EXCERPTED PASSAGE -

[Begin]

In some examples, the computer implemented method also includes calibrating the projection weights to balance both: (1) projected population data of the panel relative to observed population data of the geographic region; and (2) the potential spending of the households of interest at the retailer relative to observed sales data of the retailer. In some examples, the computer implemented also includes calculating potential sales of the retailer based on the potential spending of the households of interest and the projection weights. In some examples, the computer implemented method also includes calculating a projected number of households in the geographic region sharing a same demographic attribute based on the combined panel data and the projection weights. In some examples, the computer implemented method also includes identifying an observed number of households in the geographic region sharing the same demographic attribute. In some examples, the computer implemented method also includes aligning values of the potential sales of the retailer to values of observed sales of the retailer in connection with satisfaction of a first threshold value. In some examples, the computer implemented method also includes aligning the projected number of households to the observed number of households in connection with satisfaction of a second threshold value.

[End]

DATA -

[Begin]

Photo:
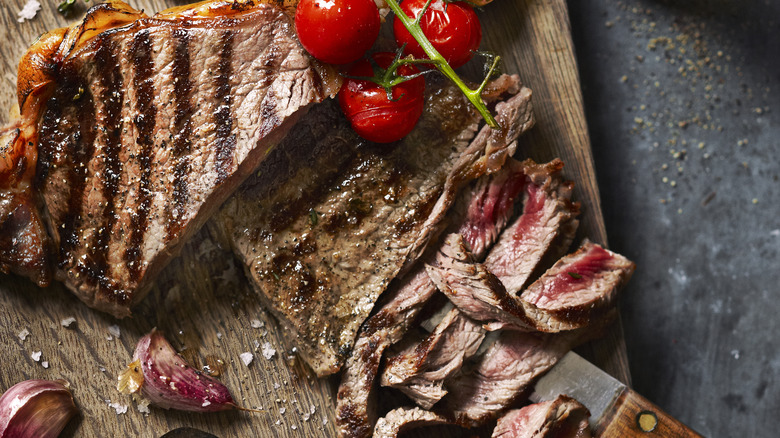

[End]

GOAL - In the passage on calibrating projection weights, which values are aligned with the values of observed sales of the retailer when a first threshold value is satisfied?

REPLY TO THE EXERCISE - The values of the potential sales of the retailer.